───── Datenauszug ─────

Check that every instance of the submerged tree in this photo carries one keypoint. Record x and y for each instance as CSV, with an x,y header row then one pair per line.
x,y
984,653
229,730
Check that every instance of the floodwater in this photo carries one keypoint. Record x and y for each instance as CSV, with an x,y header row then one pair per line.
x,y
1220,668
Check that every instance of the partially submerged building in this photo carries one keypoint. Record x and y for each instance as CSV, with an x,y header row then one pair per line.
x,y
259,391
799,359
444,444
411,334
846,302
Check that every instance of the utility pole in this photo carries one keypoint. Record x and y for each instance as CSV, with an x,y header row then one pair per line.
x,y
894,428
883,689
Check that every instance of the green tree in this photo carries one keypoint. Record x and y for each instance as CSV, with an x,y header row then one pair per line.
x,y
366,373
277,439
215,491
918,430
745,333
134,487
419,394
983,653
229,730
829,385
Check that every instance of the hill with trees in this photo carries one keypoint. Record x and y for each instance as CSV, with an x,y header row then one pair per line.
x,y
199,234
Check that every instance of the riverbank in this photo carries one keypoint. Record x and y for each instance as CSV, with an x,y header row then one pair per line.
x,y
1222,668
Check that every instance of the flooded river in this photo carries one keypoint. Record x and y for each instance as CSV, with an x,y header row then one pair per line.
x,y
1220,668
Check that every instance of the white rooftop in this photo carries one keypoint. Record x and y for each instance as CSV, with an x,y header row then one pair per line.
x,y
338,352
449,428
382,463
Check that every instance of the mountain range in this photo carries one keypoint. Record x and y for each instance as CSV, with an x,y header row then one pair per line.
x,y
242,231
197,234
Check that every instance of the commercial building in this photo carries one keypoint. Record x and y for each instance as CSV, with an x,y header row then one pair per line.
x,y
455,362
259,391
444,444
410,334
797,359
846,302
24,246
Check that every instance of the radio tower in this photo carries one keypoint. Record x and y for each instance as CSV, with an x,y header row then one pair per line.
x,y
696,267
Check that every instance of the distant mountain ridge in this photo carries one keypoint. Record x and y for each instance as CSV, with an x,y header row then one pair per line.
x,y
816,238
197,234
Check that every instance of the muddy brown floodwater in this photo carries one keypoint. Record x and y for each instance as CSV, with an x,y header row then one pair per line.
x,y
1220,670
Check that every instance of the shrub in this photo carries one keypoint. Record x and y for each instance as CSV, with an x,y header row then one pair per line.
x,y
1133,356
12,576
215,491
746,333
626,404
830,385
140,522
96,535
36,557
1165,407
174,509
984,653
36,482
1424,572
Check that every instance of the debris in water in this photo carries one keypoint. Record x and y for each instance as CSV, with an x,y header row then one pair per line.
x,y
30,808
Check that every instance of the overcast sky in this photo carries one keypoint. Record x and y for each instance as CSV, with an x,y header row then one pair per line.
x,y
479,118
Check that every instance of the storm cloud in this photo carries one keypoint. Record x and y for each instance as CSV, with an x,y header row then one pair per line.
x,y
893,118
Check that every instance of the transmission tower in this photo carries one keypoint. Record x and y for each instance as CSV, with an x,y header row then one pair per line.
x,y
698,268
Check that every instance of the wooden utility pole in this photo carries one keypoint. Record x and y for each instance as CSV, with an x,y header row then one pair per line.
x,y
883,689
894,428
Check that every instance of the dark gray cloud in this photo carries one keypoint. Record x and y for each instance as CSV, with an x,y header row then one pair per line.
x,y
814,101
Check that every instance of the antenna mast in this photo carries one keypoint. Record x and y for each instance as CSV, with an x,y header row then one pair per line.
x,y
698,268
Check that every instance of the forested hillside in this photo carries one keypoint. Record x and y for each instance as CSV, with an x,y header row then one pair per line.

─────

## Deine Aufgabe
Schreib alle Zeilen der Liste oben ohne jede Änderung ab.

## Lösung
Check that every instance of the submerged tree in this photo carries one keypoint. Record x and y for each instance as CSV, with an x,y header row then one pair per line.
x,y
984,653
229,730
Check that every instance of the floodwater in this photo carries one keypoint. Record x and y for each instance as CSV, with an x,y header row then one pair per line.
x,y
1220,668
Check that every instance of the partially submerged building in this photo carries one keypoint. Record x and y for each instance as CSV, with an x,y header row then one pair per line.
x,y
259,391
799,359
444,444
411,334
846,302
Check that every instance of the utility pole in this photo carries one keypoint. Record x and y for each instance as CSV, with an x,y header row then one pair per line.
x,y
894,428
883,689
Check that every instance of the green tree in this photo carries one keypoint. Record x and y for each instance as CSV, with an x,y header row then one pair per line.
x,y
366,373
277,439
215,491
918,430
745,333
134,487
419,394
983,653
229,730
829,385
Check that every instance of the hill with trees in this photo carries one keypoint. Record x and y for each instance as CSV, with an x,y header row then one pair per line.
x,y
199,234
Check that every instance of the riverbank in this photo carries one keypoint. Record x and y for each instance as CSV, with an x,y header row then one pair per line.
x,y
1222,668
Check that every instance of the flooded river in this photo carries one keypoint. Record x and y for each instance as CSV, with an x,y header row then one pair per line.
x,y
1220,668
Check that every instance of the white rooftop in this photo carries one keypoint. Record x and y for each instance as CSV, with an x,y header row then one pair per line.
x,y
338,352
449,428
382,463
Check that every instance of the mountain range in this photo carries one keypoint. Record x and y for each instance as CSV, with an x,y header row then one pair per line.
x,y
242,231
197,234
Check that every instance of the commercial building in this photo carries one keypoint. Record x and y for each instance as CSV, with an x,y header row then one pair per line.
x,y
455,362
259,391
444,444
410,334
797,359
846,302
24,246
Check that every instance of the radio tower in this photo carries one keypoint. Record x and y for each instance as CSV, with an x,y header row then one pair per line.
x,y
696,267
Check that every instance of the distant mountain ridge in this photo carries one keypoint. Record x and y for each instance as CSV, with an x,y header row then one pair per line.
x,y
816,238
197,234
Check that every instance of the muddy brown floodwater in this photo carries one keypoint. Record x and y for each instance as CSV, with an x,y header row then one pair per line.
x,y
1220,670
Check that every instance of the shrub in this photo carries one keypoint. Record x and y for each instance as CSV, with an x,y header row then one pair per line.
x,y
1133,356
12,576
215,491
746,333
626,404
830,385
140,522
96,535
36,557
1165,407
174,509
984,653
36,482
1424,572
Check that every instance of the debris in water in this photo carries one keypoint. Record x and y for each instance as CSV, with an x,y header row then one pair per line.
x,y
30,808
Check that every instance of the overcast sky in this photo carries one keypoint. Record x and y for each instance as CSV, with an x,y header row then one pair per line.
x,y
479,118
Check that every instance of the storm cloud in this photo carries one keypoint. Record x and y for each instance as CSV, with an x,y header row then one pair per line.
x,y
893,118
Check that every instance of the transmission tower in this photo carries one keypoint. Record x and y for each instance as CSV, with an x,y header row then one pair per line.
x,y
698,268
Check that every instance of the wooden utility pole in this photo carries one keypoint. Record x and y for each instance as CSV, with an x,y header row then one pair per line.
x,y
883,689
894,428
Check that every instance of the dark gray cloud in this photo carries one keypoint. Record x and y for each instance as CSV, with an x,y header row then one pair per line.
x,y
814,101
Check that every instance of the antenna mast in this photo carries one keypoint. Record x and y for each instance as CSV, with an x,y header row then one pair per line.
x,y
698,268
Check that every instance of the forested hillside in this photo carries one keypoint. Record x and y for each instance as CSV, with an x,y header row then one pair per line.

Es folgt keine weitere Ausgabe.